## PASSAGE FOR REVIEW:
##############################
The bit-exactness invariants from ADR-0138 / ADR-0139 / ADR-0140 are non-negotiable: every SIMD path must produce byte-identical output to the scalar reference under memcmp on the SSIMULACRA 2 test fixtures.

Decision¶

We will ship an aarch64 SVE2 sister TU (core/src/feature/arm64/ssimulacra2_sve2.c) that mirrors the NEON port lane-for-lane, with every kernel locked to a fixed 4-lane predicate (svwhilelt_b32(0, 4)). The wider lanes that SVE2 hardware may expose stay false, so the arithmetic order and per-lane reductions are byte-identical to the NEON sibling regardless of the runtime vector length. NEON remains the fallback; SVE2 is purely additive behind a getauxval(AT_HWCAP2) & HWCAP2_SVE2 runtime probe.

The dispatch table in ssimulacra2.c::init_simd_dispatch overrides NEON with SVE2 when the bit is set. Test core/test/test_ssimulacra2_simd.c picks SVE2 over NEON in its pick_* helpers and prints the selected path to stderr so qemu vs native runs are distinguishable in CI logs. Build-time gating uses a cc.compiles() probe in core/src/meson.build that exercises -march=armv9-a+sve2 against <arm_sve.h> — failure leaves HAVE_SVE2 unset and the binary falls back to NEON.
##############################
## DATA UNDER STUDY:
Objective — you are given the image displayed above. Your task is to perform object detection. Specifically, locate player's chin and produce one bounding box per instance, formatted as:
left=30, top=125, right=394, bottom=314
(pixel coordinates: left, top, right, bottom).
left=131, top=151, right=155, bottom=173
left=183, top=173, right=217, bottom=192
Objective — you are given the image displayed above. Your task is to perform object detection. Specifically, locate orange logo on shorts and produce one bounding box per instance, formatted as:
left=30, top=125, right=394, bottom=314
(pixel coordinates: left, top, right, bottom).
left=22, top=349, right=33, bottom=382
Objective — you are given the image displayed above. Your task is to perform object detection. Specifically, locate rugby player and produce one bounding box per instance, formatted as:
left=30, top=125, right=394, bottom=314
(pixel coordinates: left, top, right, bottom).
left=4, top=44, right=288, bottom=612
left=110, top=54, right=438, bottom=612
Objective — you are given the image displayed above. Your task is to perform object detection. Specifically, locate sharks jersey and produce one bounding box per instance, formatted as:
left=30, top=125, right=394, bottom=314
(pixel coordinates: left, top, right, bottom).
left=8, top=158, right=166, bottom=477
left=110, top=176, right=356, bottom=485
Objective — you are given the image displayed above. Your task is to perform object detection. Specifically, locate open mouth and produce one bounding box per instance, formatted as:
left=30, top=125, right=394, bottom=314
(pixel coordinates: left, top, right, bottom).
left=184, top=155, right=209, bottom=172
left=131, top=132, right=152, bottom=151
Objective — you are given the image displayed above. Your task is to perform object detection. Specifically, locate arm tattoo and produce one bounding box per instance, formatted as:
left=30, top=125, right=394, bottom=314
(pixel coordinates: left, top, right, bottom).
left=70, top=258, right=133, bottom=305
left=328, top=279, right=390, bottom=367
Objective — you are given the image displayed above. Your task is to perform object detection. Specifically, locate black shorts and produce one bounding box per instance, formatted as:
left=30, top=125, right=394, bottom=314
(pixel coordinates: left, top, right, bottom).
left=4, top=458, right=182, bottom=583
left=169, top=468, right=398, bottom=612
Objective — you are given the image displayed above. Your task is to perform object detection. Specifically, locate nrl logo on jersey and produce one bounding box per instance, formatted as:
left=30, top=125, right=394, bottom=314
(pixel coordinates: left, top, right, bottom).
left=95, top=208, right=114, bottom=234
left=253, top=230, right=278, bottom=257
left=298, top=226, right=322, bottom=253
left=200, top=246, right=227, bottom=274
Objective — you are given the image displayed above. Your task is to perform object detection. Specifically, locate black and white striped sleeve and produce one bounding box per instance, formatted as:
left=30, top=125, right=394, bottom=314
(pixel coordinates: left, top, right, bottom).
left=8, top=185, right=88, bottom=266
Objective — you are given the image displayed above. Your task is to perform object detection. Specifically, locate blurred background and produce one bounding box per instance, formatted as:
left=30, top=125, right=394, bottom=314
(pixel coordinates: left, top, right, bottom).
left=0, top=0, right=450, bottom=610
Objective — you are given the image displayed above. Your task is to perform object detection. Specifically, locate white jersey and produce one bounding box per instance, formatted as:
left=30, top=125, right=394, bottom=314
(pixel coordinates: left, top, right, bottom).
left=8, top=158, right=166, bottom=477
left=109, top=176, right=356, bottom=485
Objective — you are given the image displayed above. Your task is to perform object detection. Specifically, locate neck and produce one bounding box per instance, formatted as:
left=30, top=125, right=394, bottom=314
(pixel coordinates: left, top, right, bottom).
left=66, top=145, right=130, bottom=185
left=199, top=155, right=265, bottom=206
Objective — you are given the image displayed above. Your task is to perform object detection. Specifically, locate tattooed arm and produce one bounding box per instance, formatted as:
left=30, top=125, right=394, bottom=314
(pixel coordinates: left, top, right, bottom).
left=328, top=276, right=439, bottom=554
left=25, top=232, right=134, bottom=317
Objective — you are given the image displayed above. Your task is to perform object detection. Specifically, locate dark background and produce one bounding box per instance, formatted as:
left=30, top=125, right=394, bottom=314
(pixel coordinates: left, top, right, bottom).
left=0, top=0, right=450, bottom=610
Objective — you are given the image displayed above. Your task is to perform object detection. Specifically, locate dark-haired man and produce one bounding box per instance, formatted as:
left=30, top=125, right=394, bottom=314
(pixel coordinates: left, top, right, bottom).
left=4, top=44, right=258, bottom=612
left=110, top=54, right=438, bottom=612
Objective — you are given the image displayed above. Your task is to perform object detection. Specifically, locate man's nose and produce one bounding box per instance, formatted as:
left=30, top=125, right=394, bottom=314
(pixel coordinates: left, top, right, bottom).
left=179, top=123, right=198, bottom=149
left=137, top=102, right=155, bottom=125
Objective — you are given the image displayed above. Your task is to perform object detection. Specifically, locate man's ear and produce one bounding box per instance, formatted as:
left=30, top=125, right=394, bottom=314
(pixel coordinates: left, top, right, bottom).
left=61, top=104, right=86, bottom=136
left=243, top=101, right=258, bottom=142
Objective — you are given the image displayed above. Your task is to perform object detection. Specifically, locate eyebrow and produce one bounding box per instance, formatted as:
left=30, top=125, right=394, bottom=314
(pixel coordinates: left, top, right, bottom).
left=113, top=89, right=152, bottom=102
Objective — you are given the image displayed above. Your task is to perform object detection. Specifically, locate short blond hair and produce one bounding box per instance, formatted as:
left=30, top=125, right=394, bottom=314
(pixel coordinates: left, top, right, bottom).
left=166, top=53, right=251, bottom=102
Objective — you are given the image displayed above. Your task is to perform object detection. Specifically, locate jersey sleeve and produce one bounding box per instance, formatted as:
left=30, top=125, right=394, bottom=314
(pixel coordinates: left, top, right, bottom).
##############################
## EXERCISE INSTRUCTIONS:
1. In the SVE2 port text, what fixed predicate is every kernel locked to?
2. Go on with the SVE2 port text, starting after its last sentence.
You can leave the data aside.

## ANSWER LIST:
1. svwhilelt_b32(0, 4)

2.
Alternatives considered¶

Option	Pros	Cons	Why not chosen
Fixed 4-lane SVE2 (chosen)	Byte-exact with NEON irrespective of VL; trivially lifts the NEON audit trail; no new bit-exactness ADR needed	Wastes lanes >4 on 256-bit / 512-bit hardware (perf, not correctness)	Best correctness/effort ratio; perf gain from wider lanes is a follow-up
Variable-length SVE2 (`svcntw()`-driven loops)	Maximises throughput on wide SVE2 hardware (Neoverse V2 = 256-bit, A64FX = 512-bit)	Different reduction order per VL — fails ADR-0138 byte-exact contract; would need a new tolerance ADR + snapshot regen	Breaks the existing audit trail; perf upside not justified now
SVE1 fallback alongside SVE2	Covers older Neoverse N1 / Cortex-A510	SVE1 lacks several SVE2 ops; would mean two sister TUs for marginal coverage; the install base of SVE-only-no-SVE2 silicon is small	Out of scope for T7-38; revisit if a target platform demands it
SME (Scalable Matrix Extension) port	Future-proof; tile registers ideal for matmul-style XYB conversion	Available on a tiny set of M4 / future Neoverse parts; toolchain support nascent (GCC 14+ only)	Defer — re-evaluate when SME hardware is mainstream
Stay with "deferred pending CI hardware"	Zero work	Backlog drift; user explicitly overruled the deferral	Per user direction 2026-04-28

Consequences¶

Positive:
SSIMULACRA 2 covers every SIMD ISA the fork supports — no remaining gaps in the metric backend matrix's ARM column.
Closes Research-0016 / Research-0017 SVE2 follow-up tickets.
Forward-compatible with future native aarch64 CI runners; no code change needed when we add one.
Negative:
Build matrix grows by one cross-file (build-aux/aarch64-linux-gnu-sve2.ini) and one optional static library (arm64_ssimulacra2_sve2).
core/src/arm/cpu.c now depends on <sys/auxv.h> on Linux — portable enough but introduces a Linux-only fast path.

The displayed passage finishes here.